(What is expected): Rewrite the forum thread on the Minolta and Nikon cameras from "he has them, and" to "(Mar 5, 2010)", swapping "camera equipment" for "photography gear".

(Selection):

# Minolta X-570, Nikon L-35 AF



## Slayem (Mar 1, 2010)

Hello, new user here. A family member aproached me about these cameras

("Minolta X-570,f=35-70mm MC Auto Zoom Macro with lens-cap & strap"., "Nikon AF with 35mm lens 1:2.8" )

he has them, and wants me to sell them. After some research i have found that they are not worth all that much money. Are these good cameras? Should i just recommend he holds on to them? Or does anyone know of a good place to sell camera equipment? Sorry if this isnt the correct forum to put this question.

thanks

matt


----------



## Early (Mar 5, 2010)

Slayem said:


> Hello, new user here. A family member aproached me about these cameras
> 
> ("Minolta X-570,f=35-70mm MC Auto Zoom Macro with lens-cap & strap"., "Nikon AF with 35mm lens 1:2.8" )
> 
> ...


I didn't know Nikon made a 35mm f2.8 in the AF version, though you should be able to get a fair price for it since it's usable on all but the cheapie Nikons of today.

The X570?  A good camera for those already using the X700 since this one has full metered manual.  Lotsa luck on getting a decent price though.

Incidentally, is the Minolta 35-70mm the straight 3.5 version?  It makes a big difference as that version was supposed to have used the same optics as the Leicas.


----------

(Supplied data):
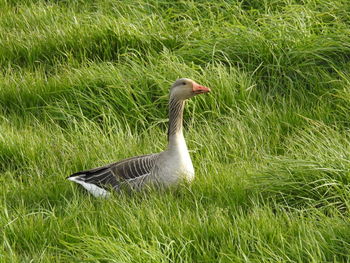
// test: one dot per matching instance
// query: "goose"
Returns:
(160, 169)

(Problem solution):
he has them, and wants me to sell them. After some research i have found that they are not worth all that much money. Are these good cameras? Should i just recommend he holds on to them? Or does anyone know of a good place to sell photography gear? Sorry if this isnt the correct forum to put this question.

thanks

matt


----------



## Early (Mar 5, 2010)